Extracted records:
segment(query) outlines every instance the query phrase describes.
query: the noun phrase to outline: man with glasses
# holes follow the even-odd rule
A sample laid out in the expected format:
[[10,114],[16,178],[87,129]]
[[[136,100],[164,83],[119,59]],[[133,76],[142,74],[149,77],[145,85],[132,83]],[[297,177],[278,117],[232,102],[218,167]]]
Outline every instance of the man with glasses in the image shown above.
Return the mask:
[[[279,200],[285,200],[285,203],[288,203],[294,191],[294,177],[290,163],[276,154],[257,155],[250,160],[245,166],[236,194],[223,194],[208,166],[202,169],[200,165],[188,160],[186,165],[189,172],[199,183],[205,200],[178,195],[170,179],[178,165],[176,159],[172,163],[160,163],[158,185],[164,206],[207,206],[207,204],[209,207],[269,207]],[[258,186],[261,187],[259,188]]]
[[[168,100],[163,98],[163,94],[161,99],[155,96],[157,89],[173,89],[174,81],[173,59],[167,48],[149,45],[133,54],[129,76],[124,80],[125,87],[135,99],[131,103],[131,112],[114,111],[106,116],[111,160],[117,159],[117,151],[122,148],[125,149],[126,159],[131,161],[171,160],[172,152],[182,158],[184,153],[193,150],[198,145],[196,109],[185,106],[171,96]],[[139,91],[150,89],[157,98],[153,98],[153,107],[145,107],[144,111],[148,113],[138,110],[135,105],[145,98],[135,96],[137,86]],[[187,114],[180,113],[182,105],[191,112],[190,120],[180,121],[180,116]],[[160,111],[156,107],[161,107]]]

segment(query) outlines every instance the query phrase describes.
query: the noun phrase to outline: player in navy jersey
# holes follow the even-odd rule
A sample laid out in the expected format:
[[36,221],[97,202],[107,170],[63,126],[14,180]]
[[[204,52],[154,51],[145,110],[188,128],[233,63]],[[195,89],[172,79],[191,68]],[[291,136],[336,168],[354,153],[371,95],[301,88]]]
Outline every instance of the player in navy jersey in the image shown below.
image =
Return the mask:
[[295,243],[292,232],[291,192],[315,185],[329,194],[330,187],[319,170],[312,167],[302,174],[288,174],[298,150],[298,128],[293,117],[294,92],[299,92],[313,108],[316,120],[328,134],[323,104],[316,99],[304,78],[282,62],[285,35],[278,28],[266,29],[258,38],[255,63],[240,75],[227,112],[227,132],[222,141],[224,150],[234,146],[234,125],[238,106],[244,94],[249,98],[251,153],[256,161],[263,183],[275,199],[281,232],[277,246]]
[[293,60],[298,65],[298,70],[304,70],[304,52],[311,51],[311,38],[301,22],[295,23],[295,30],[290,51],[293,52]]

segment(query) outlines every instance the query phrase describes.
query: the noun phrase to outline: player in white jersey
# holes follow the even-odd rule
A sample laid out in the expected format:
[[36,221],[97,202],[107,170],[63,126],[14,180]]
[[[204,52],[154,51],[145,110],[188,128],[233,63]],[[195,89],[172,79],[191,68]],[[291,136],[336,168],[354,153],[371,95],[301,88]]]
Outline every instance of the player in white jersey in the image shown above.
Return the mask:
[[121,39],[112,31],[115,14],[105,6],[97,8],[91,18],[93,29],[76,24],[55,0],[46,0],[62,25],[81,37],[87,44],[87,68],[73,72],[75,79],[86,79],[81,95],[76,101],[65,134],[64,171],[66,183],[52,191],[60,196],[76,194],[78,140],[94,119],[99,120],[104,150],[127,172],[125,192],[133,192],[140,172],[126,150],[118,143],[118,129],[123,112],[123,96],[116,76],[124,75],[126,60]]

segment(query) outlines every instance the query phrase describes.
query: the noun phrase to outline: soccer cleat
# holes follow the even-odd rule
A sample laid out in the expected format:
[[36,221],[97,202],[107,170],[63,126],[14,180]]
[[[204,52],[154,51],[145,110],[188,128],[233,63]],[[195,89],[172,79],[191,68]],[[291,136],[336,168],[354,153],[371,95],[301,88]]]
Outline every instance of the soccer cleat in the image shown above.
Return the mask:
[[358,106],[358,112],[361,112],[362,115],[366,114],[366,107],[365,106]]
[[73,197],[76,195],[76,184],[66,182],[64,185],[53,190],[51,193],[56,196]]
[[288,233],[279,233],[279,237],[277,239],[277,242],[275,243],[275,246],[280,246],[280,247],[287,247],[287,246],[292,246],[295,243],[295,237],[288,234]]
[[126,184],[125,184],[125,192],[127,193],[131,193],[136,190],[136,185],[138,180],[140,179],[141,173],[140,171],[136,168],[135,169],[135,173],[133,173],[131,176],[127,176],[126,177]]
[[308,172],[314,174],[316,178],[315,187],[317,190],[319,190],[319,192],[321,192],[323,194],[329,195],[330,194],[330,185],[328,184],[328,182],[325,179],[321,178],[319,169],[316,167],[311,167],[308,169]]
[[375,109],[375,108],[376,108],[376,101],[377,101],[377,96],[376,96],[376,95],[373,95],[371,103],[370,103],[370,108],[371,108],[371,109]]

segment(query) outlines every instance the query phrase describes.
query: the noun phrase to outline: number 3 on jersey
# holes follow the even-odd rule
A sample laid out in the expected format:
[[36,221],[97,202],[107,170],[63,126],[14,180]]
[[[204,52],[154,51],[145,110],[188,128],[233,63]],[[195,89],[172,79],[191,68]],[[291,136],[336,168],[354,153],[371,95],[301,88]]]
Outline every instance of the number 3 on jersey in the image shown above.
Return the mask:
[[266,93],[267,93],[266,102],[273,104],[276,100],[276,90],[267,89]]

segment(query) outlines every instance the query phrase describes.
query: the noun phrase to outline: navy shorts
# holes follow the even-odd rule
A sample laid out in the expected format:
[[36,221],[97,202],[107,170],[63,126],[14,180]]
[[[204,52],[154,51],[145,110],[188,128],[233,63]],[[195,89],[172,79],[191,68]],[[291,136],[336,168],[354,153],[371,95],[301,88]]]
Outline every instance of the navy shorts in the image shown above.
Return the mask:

__Work to complete__
Please restate the data word for word, every record included.

__Solved problem__
segment(query) outlines every instance the query phrase describes.
query: the noun phrase to outline: man with glasses
# holes follow the even-odd rule
A sample laid out in the expected format:
[[10,114],[16,178],[87,129]]
[[[136,100],[164,83],[119,59]],[[133,76],[142,74],[149,77],[145,85],[132,83]],[[297,177],[278,117],[232,102],[218,167]]]
Outline every instance of the man with glasses in the image shown above.
Return the mask:
[[[279,200],[285,200],[285,203],[288,203],[294,191],[294,177],[290,163],[276,154],[257,155],[250,160],[245,166],[236,194],[223,194],[208,166],[202,169],[200,165],[188,160],[186,165],[189,172],[199,183],[205,200],[178,195],[170,179],[178,165],[176,159],[172,163],[160,163],[158,185],[164,206],[207,206],[207,204],[209,207],[269,207]],[[258,186],[261,187],[259,188]]]
[[[168,100],[163,98],[163,94],[161,99],[155,96],[157,89],[173,89],[174,81],[173,59],[167,48],[149,45],[133,54],[129,76],[124,80],[125,87],[135,99],[131,103],[131,112],[114,111],[106,116],[111,160],[117,159],[117,151],[122,148],[125,149],[126,159],[131,161],[171,160],[172,152],[182,158],[184,153],[193,150],[198,145],[196,109],[185,106],[171,96]],[[139,91],[150,89],[157,98],[153,98],[153,107],[145,107],[144,111],[148,113],[138,110],[135,105],[145,98],[135,96],[137,86]],[[187,114],[180,113],[182,105],[191,112],[190,120],[180,121],[180,116]],[[160,111],[156,107],[161,107]]]

segment(query) outlines every instance the query phrase describes.
query: the noun phrase to outline: player in navy jersey
# holes follow the even-odd rule
A sample laid out in the expected format:
[[36,221],[97,202],[107,170],[63,126],[14,180]]
[[[204,52],[154,51],[145,110],[188,128],[233,63]],[[195,89],[172,79],[191,68]],[[291,136],[336,168],[354,153],[371,95],[301,88]]]
Outline every instance of the player in navy jersey in the image shown below.
image =
Return the mask:
[[295,243],[292,232],[291,192],[315,185],[329,194],[330,187],[319,170],[312,167],[302,174],[288,174],[298,150],[298,128],[293,117],[294,92],[299,92],[313,108],[316,120],[328,134],[323,104],[316,99],[304,78],[282,62],[285,35],[278,28],[266,29],[258,38],[255,63],[240,75],[227,112],[227,132],[222,141],[224,150],[234,146],[234,125],[238,106],[244,94],[249,98],[251,153],[256,161],[263,183],[275,199],[281,232],[277,246]]
[[293,60],[298,65],[298,70],[304,70],[304,52],[311,51],[311,38],[301,22],[295,23],[295,30],[290,51],[293,52]]

segment(query) outlines every instance the query phrase describes.
query: the noun phrase to outline: player in white jersey
# holes follow the even-odd rule
A sample laid out in the expected format:
[[36,221],[97,202],[107,170],[63,126],[14,180]]
[[[204,52],[154,51],[145,110],[188,128],[233,63]],[[195,89],[172,79],[191,68]],[[291,136],[336,168],[354,153],[371,95],[301,88]]]
Outline every instance of the player in white jersey in the image shown above.
Return the mask:
[[121,39],[112,31],[115,14],[105,6],[97,8],[91,18],[93,29],[76,24],[55,0],[46,0],[62,25],[81,37],[87,44],[87,68],[73,72],[75,79],[86,79],[81,95],[76,101],[65,134],[64,171],[66,183],[52,191],[60,196],[76,194],[78,140],[94,119],[99,120],[104,150],[127,172],[125,192],[133,192],[140,172],[126,150],[118,143],[118,129],[123,112],[123,96],[116,76],[124,75],[126,60]]

segment(query) outlines every instance the query phrase describes.
query: the noun phrase to outline: soccer cleat
# holes follow the even-odd rule
A sample laid out in the expected format:
[[36,221],[97,202],[107,170],[63,126],[14,180]]
[[[204,52],[154,51],[145,110],[188,128],[233,63]],[[195,89],[172,79],[191,68]],[[291,136],[336,168],[354,153],[371,95],[301,88]]]
Outline every instance of the soccer cleat in the image shown above.
Return the mask:
[[358,106],[358,112],[361,112],[362,115],[366,114],[366,107],[365,106]]
[[73,197],[76,195],[76,184],[66,182],[64,185],[53,190],[51,193],[56,196]]
[[288,233],[279,233],[279,237],[277,239],[277,242],[275,243],[275,246],[280,246],[280,247],[287,247],[287,246],[292,246],[295,243],[295,237],[288,234]]
[[126,184],[125,184],[125,192],[127,193],[131,193],[136,190],[136,185],[138,180],[140,179],[141,173],[140,171],[136,168],[135,169],[135,173],[133,173],[131,176],[127,176],[126,177]]
[[308,172],[314,174],[316,178],[315,187],[317,190],[319,190],[319,192],[321,192],[323,194],[329,195],[330,194],[330,185],[328,184],[328,182],[325,179],[321,178],[319,169],[316,167],[311,167],[308,169]]
[[375,109],[375,108],[376,108],[376,101],[377,101],[377,96],[376,96],[376,95],[373,95],[371,103],[370,103],[370,108],[371,108],[371,109]]

segment(query) outlines every instance the query phrase describes.
query: the noun phrase to outline: number 3 on jersey
# holes follow the even-odd rule
A sample laid out in the expected format:
[[36,221],[97,202],[107,170],[63,126],[14,180]]
[[[204,52],[154,51],[145,110],[188,128],[233,63]],[[195,89],[172,79],[191,68]],[[291,136],[336,168],[354,153],[371,95],[301,88]]]
Outline every instance of the number 3 on jersey in the image shown above.
Return the mask:
[[266,93],[267,93],[266,102],[273,104],[276,100],[276,90],[267,89]]

segment(query) outlines every instance the query phrase describes.
query: the noun phrase to outline: navy shorts
# holes follow the even-odd rule
A sample laid out in the expected format:
[[36,221],[97,202],[107,170],[63,126],[14,180]]
[[[204,52],[154,51],[145,110],[188,128],[233,63]],[[195,89],[172,79],[191,68]],[[291,136],[336,168],[354,153],[371,95],[301,88]]]
Outline every instance of the navy shorts in the image shown above.
Return the mask:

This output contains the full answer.